**What you should do**
Go through the data and copy each line where the string "instance" appears.

**Records drawn from a dataset**
- - - - -

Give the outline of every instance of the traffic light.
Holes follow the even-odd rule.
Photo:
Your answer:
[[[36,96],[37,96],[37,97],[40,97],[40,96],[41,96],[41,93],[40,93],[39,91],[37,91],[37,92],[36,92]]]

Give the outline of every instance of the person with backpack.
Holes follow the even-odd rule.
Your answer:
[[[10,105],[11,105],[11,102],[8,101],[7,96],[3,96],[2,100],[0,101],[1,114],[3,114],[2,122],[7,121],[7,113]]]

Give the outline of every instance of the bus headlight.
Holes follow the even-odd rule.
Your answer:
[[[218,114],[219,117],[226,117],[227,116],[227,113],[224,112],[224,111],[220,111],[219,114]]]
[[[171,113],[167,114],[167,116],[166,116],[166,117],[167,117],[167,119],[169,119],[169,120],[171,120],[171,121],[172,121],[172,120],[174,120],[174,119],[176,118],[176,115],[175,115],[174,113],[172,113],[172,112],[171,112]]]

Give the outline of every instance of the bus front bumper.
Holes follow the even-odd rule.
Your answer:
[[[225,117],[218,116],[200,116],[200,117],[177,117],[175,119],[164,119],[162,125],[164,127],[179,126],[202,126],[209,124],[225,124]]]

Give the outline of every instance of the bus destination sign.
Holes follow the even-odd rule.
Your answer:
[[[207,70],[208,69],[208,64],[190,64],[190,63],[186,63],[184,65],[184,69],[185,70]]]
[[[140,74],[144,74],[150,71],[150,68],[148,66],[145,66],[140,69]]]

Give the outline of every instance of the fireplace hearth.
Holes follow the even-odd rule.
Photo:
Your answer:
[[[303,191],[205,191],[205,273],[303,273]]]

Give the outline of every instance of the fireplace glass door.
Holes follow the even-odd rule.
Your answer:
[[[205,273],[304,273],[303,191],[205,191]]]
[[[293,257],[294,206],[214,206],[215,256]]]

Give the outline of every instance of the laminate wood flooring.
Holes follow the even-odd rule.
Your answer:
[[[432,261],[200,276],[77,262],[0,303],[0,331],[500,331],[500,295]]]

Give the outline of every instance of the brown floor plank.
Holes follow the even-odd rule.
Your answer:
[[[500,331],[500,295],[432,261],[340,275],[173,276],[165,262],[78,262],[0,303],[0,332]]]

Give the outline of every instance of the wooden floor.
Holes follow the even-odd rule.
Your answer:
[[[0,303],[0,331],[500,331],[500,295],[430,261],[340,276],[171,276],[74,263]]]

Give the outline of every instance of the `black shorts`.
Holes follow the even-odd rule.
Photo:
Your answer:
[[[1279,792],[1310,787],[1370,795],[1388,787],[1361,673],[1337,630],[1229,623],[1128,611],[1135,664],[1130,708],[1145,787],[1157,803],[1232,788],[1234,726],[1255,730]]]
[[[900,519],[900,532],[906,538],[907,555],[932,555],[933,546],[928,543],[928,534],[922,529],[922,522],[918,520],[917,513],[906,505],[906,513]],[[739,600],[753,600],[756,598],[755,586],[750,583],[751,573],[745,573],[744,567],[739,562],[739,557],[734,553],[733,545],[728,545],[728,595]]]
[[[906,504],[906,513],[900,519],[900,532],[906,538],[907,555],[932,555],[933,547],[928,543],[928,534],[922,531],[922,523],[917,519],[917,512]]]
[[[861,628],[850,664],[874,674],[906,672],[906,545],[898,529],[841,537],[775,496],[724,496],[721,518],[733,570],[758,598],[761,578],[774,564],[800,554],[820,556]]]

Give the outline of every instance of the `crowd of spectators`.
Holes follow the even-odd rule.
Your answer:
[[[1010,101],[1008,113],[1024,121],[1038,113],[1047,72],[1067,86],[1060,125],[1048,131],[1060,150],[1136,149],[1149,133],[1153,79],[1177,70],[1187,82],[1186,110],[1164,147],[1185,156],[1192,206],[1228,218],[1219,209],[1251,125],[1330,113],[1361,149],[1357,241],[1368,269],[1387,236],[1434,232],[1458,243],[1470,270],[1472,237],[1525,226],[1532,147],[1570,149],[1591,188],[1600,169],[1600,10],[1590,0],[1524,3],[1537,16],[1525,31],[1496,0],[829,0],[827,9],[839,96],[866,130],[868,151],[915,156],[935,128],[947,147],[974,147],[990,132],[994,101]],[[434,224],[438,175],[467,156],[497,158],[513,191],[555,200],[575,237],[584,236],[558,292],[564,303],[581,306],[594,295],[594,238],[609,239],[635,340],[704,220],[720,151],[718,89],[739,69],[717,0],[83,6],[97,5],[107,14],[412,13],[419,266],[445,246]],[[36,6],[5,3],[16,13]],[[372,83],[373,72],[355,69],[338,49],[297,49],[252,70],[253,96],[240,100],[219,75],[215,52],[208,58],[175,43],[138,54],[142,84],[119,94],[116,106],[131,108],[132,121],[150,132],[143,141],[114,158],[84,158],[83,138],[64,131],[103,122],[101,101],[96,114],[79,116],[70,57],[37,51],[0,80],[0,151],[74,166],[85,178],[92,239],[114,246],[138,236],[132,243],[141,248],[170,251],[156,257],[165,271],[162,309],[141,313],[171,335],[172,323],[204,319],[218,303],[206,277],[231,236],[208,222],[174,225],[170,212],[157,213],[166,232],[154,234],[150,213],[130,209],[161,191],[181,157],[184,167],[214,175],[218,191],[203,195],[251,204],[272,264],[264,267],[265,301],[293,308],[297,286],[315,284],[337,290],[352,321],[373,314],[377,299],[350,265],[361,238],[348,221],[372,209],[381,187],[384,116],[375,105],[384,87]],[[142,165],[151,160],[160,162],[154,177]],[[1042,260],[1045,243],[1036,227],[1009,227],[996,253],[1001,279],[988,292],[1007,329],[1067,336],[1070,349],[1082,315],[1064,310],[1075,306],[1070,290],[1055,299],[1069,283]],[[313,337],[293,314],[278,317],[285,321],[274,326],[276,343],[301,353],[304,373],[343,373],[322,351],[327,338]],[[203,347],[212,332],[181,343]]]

- - - - -

**Result for this task**
Give the outline of every instance of the traffic light.
Give the outline of every instance of the person with backpack.
Give the outline of every instance of the bus headlight.
Give the outline of every instance of the bus front bumper.
Give the outline of every instance of the bus destination sign.
Give the outline of every instance of the fireplace hearth.
Give the outline of every instance of the fireplace glass door.
Give the outline of every instance of the laminate wood flooring.
Give the outline of every instance of the brown floor plank.
Give the outline of every instance of the wooden floor.
Give the outline of every instance of the `black shorts`.
Give the outline of every instance of the `crowd of spectators`.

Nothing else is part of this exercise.